# Problem details:
So long as no pictures are carried over, output the records below exactly.

# Data extract:
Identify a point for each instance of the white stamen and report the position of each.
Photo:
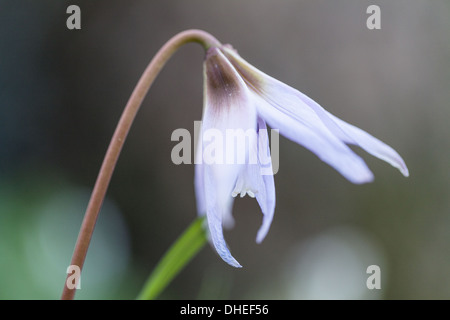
(243, 187)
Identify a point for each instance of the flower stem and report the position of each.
(118, 139)
(181, 252)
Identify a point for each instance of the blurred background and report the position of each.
(62, 92)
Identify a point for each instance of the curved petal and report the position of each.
(318, 139)
(228, 106)
(214, 213)
(317, 124)
(266, 196)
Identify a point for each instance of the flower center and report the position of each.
(243, 187)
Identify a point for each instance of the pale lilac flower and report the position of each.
(239, 96)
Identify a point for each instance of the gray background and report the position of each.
(62, 92)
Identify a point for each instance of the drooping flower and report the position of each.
(237, 96)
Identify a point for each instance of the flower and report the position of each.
(237, 96)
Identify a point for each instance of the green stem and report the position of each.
(181, 252)
(118, 139)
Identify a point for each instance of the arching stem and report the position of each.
(118, 139)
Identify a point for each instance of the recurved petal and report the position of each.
(266, 196)
(214, 213)
(318, 124)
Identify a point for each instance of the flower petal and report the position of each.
(214, 213)
(227, 107)
(295, 104)
(266, 194)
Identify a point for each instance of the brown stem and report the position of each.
(118, 139)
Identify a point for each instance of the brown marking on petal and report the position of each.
(251, 78)
(222, 82)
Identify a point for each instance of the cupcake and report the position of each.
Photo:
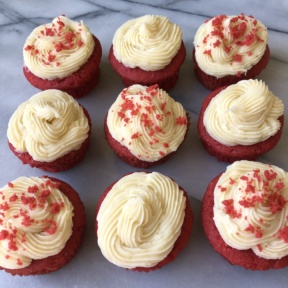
(229, 49)
(241, 121)
(50, 131)
(143, 221)
(42, 222)
(148, 50)
(145, 126)
(62, 55)
(245, 215)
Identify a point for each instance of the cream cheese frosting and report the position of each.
(149, 42)
(58, 49)
(230, 45)
(243, 114)
(251, 208)
(147, 121)
(35, 221)
(140, 219)
(48, 125)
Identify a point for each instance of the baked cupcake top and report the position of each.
(35, 221)
(230, 45)
(147, 121)
(149, 42)
(251, 208)
(58, 49)
(243, 114)
(48, 125)
(140, 219)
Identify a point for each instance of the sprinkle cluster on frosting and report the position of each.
(140, 219)
(243, 114)
(48, 125)
(35, 221)
(147, 121)
(149, 42)
(230, 45)
(58, 49)
(251, 208)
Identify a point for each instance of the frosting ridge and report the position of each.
(140, 219)
(35, 221)
(251, 208)
(243, 114)
(147, 121)
(230, 45)
(57, 49)
(149, 42)
(48, 125)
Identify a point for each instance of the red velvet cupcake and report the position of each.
(42, 225)
(145, 126)
(148, 50)
(63, 55)
(241, 121)
(147, 218)
(50, 131)
(244, 215)
(229, 49)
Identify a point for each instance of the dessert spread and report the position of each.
(147, 121)
(35, 221)
(140, 219)
(58, 49)
(243, 114)
(149, 42)
(48, 125)
(251, 208)
(230, 45)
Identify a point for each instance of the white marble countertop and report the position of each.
(198, 265)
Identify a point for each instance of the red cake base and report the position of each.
(238, 152)
(244, 258)
(212, 82)
(77, 84)
(180, 242)
(166, 78)
(55, 262)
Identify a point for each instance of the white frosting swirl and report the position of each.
(58, 49)
(244, 113)
(230, 45)
(48, 125)
(35, 221)
(149, 42)
(251, 208)
(147, 121)
(140, 219)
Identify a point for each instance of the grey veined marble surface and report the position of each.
(192, 168)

# Expected answer:
Identify a point for each instance of the white stamen and report the position of each.
Photo:
(243, 187)
Identify a point for each instance of the flower stem and report the position of each.
(118, 139)
(181, 252)
Identify a point for each instance of the blurred background and report the position of each.
(62, 92)
Identify a point for each instance of the curved petal and report the position of each.
(318, 139)
(228, 106)
(214, 213)
(317, 124)
(266, 196)
Identify a point for each instance of the flower center and report the position of each.
(243, 187)
Identify a point for each instance of the pale lilac flower and report the position of each.
(239, 96)
Identify a point for each instance of the gray background and report the position of each.
(62, 92)
Identify a point for each instance of the drooping flower and report the position of each.
(237, 96)
Identify a point for each instance of the flower and report the position of each.
(237, 96)
Identify a point for each instance of the green stem and report the position of each.
(181, 252)
(118, 139)
Identify a point for each instance of the arching stem and report the position of each.
(118, 139)
Identify a point for each instance of the recurved petal and report the position of each.
(266, 196)
(214, 213)
(318, 124)
Identify a point for each instance of the flower petal and report the position of each.
(214, 213)
(227, 107)
(295, 104)
(266, 194)
Identify a point for each instance of the brown stem and report the position of each.
(118, 139)
Identify a point for each instance of the brown marking on petal and report the position of each.
(251, 78)
(222, 82)
Identify a point for each instance of the cupcake and report the position of each.
Photo:
(229, 49)
(241, 121)
(50, 131)
(143, 221)
(42, 222)
(148, 50)
(145, 126)
(62, 55)
(245, 215)
Identify a point for each instance of the cream cheese frosting and report the position of each.
(149, 42)
(58, 49)
(230, 45)
(243, 114)
(251, 208)
(147, 121)
(35, 221)
(140, 219)
(48, 125)
Identify a point for each instance of the baked cupcake top and report the position of each.
(35, 221)
(230, 45)
(147, 121)
(149, 42)
(251, 208)
(58, 49)
(243, 114)
(48, 125)
(140, 219)
Identify a point for each instance of the sprinkle cluster on frosting and report the position of each.
(140, 219)
(243, 114)
(48, 125)
(35, 221)
(147, 121)
(149, 42)
(230, 45)
(58, 49)
(251, 208)
Identify a point for each instance of the frosting ridge and report the position of each.
(140, 219)
(35, 221)
(251, 208)
(243, 114)
(147, 121)
(230, 45)
(57, 49)
(149, 42)
(48, 125)
Identify a point for each instance of the red velvet cupcake and report the position of each.
(42, 225)
(145, 126)
(148, 50)
(63, 55)
(241, 121)
(147, 218)
(50, 131)
(244, 215)
(229, 49)
Identify a point for each instance of the dessert spread and report the position of each.
(147, 121)
(35, 221)
(140, 219)
(58, 49)
(243, 114)
(149, 42)
(48, 125)
(251, 208)
(230, 45)
Identify a point for each instance of the white marble countertop and report the position of each.
(198, 265)
Identify a point for each instance of the red cake base and report the position of each.
(238, 152)
(244, 258)
(212, 82)
(77, 84)
(180, 242)
(166, 78)
(55, 262)
Identify a point for each instance of the white frosting swirl and report the position of each.
(58, 49)
(244, 113)
(230, 45)
(48, 125)
(35, 221)
(149, 42)
(251, 208)
(147, 121)
(140, 219)
Identify a point for each instance of the grey veined marble surface and report the position of each.
(192, 168)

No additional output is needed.